• [Excerpts from a point labeling dataset]

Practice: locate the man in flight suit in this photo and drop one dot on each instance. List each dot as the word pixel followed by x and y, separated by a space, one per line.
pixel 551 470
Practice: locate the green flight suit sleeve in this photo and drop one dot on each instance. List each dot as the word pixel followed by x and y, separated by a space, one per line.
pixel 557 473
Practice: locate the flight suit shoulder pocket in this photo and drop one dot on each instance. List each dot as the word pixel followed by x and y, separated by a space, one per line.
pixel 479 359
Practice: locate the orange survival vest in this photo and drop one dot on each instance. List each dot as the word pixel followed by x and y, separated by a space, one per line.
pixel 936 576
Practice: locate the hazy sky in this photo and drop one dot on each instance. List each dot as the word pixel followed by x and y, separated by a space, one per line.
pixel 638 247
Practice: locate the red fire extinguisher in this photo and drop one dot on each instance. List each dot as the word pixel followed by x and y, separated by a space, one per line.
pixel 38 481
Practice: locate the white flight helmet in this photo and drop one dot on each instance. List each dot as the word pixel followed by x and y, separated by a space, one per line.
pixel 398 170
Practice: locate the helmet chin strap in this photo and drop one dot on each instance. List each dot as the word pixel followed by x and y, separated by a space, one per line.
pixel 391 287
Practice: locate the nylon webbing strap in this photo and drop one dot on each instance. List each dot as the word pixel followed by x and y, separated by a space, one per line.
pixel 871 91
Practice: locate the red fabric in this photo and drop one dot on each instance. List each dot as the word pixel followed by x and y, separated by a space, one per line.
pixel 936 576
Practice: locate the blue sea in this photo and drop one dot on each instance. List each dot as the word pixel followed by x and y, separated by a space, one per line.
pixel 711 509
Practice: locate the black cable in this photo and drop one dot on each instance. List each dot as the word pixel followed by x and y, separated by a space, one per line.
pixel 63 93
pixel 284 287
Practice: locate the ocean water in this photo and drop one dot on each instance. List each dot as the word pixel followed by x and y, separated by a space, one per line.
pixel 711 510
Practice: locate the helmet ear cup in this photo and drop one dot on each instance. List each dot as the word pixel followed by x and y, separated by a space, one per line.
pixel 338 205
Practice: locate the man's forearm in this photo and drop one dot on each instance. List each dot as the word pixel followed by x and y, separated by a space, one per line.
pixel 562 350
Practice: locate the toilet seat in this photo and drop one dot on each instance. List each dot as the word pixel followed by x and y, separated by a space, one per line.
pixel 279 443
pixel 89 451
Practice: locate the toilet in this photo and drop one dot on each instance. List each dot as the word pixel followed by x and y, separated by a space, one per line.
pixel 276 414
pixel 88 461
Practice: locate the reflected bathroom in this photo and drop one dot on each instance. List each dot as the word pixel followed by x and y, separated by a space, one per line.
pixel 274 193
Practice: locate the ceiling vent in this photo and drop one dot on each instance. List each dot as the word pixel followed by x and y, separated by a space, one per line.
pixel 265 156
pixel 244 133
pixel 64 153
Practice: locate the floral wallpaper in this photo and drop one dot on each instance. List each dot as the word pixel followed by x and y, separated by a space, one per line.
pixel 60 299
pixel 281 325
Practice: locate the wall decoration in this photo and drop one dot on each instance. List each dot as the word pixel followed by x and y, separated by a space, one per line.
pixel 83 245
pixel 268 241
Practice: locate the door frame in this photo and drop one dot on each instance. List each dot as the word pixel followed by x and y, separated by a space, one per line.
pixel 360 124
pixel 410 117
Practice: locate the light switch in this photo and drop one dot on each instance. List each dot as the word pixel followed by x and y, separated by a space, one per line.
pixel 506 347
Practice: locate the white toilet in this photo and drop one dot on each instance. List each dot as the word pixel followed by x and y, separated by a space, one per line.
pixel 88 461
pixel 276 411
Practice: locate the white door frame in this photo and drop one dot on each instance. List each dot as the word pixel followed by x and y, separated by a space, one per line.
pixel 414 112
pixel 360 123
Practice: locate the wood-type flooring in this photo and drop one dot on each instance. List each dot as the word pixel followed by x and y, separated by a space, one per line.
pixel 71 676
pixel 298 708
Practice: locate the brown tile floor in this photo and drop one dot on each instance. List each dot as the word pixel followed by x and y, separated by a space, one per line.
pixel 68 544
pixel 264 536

• [What the task requires] Return every line of the material above as a JSON list of strings, with one string per line and any blank lines omitted.

• [Result]
[
  "Practice: locate the man in flight suit in this photo and drop one dot on each instance. List each dot as the word pixel followed by x and y, separated by a space, one per line.",
  "pixel 551 470",
  "Practice: locate the green flight suit sleeve in this photo and drop one dot on each instance. List each dot as the word pixel followed by x and y, separated by a space, one per line.",
  "pixel 557 473",
  "Practice: locate the flight suit shoulder pocket in this photo and drop one dot on each instance. List each dot as the word pixel followed by x and y, separated by a space, one per line.",
  "pixel 479 359",
  "Practice: locate the orange survival vest in this photo and drop one dot on each instance. List each dot as the word pixel followed by x and y, separated by a space, one per line.",
  "pixel 936 576",
  "Practice: locate the hazy sky in this photo and drop one dot on each instance. List each dot as the word pixel followed by x and y, separated by a space, one per line.",
  "pixel 638 247",
  "Practice: locate the red fire extinguisher in this photo and drop one dot on each instance. List each dot as the word pixel followed by x and y, separated by a space, one per line.",
  "pixel 38 481",
  "Practice: locate the white flight helmet in this photo and drop one dot on each instance. List each dot as the word pixel followed by x and y, separated by a space, one per line.",
  "pixel 398 170",
  "Practice: locate the helmet chin strap in this photo and drop one dot on each instance. List each dot as the word pixel followed by x and y, separated by a space, one per line.",
  "pixel 391 287",
  "Practice: locate the nylon webbing strap in this photo and drop one dot on each instance. List each dot as the word pixel followed by x and y, separated by a space, one per line.",
  "pixel 871 91",
  "Practice: locate the red fabric in this photo and drop one dot on each instance. List each dot as the word pixel followed by x and y, separated by a space, one per line.",
  "pixel 936 576",
  "Practice: locate the blue sea in this photo and drop one dot on each instance. List each dot as the word pixel followed by x and y, separated by a space, one per line.",
  "pixel 711 509",
  "Practice: locate the black cable in this photo and drop one dot on each instance. List each dot as the word pixel followed by x and y, separated by a space, one per line.",
  "pixel 63 93",
  "pixel 284 287",
  "Practice: locate the ocean water in this photo and drop one dot on each instance. List each dot as the word pixel followed by x and y, separated by a space, one per line.",
  "pixel 711 510",
  "Practice: locate the helmet ear cup in this photo and drop one dot on each instance. List each dot as the word pixel followed by x and y, separated by a space, one per line.",
  "pixel 338 205",
  "Practice: locate the man's forearm in this photo and drop one dot on each instance. List each dot as the word pixel followed by x and y, separated by a space, one per line.",
  "pixel 562 350",
  "Practice: locate the toilet seat in this photo and drop one dot on each instance. List each dot as the word pixel followed by x and y, separated by a space, one per line.",
  "pixel 279 443",
  "pixel 89 451",
  "Practice: locate the toilet in this photo and drop one dot on each instance. List each dot as the word pixel followed by x and y, separated by a space, one per line.",
  "pixel 276 414",
  "pixel 88 461",
  "Practice: locate the reflected bathroom in this photo and drop one dot on each instance. List each dot as the word pixel followed by x and y, separated by a space, one per line.",
  "pixel 274 193",
  "Practice: locate the ceiling vent in this photo and drop one dot on each instance. List each dot as the word pixel followed by x and y, separated by a space, one per line.",
  "pixel 265 156",
  "pixel 244 133",
  "pixel 64 153",
  "Practice: locate the floral wallpaper in this photo and drop one dot on each instance. List each dot as the word pixel followed by x and y, separated by a space, one per line.",
  "pixel 60 299",
  "pixel 281 325",
  "Practice: locate the wall decoration in this photo and drop one dot on each instance. List each dot as the word pixel followed by x and y, separated by a space, one per line.",
  "pixel 83 245",
  "pixel 268 241",
  "Practice: locate the door frame in this photo and drop one dot on each instance. List each dot as the word pixel followed by x and y, separated by a space, one per line.",
  "pixel 360 124",
  "pixel 410 117",
  "Practice: locate the light switch in this photo and drop one dot on each instance. List each dot as the word pixel followed by x and y, separated by a space, one per line.",
  "pixel 506 347",
  "Practice: locate the white toilet in this photo and drop one dot on each instance. List each dot as the word pixel followed by x and y, separated by a space, one per line.",
  "pixel 88 461",
  "pixel 276 411",
  "Practice: locate the white door frame in this photo and drop one dot on each instance. List each dot as the word pixel followed by x and y, separated by a space, one per line.",
  "pixel 414 112",
  "pixel 360 123",
  "Practice: locate the wood-type flooring in this photo and drop one dot on each instance. List each dot as the word pixel followed by x and y, separated by a space, one per line.",
  "pixel 71 676",
  "pixel 298 708",
  "Practice: locate the brown tile floor in this photo and drop one dot on each instance. List each dot as the word pixel followed by x and y, separated by a space, one per line.",
  "pixel 68 544",
  "pixel 264 536"
]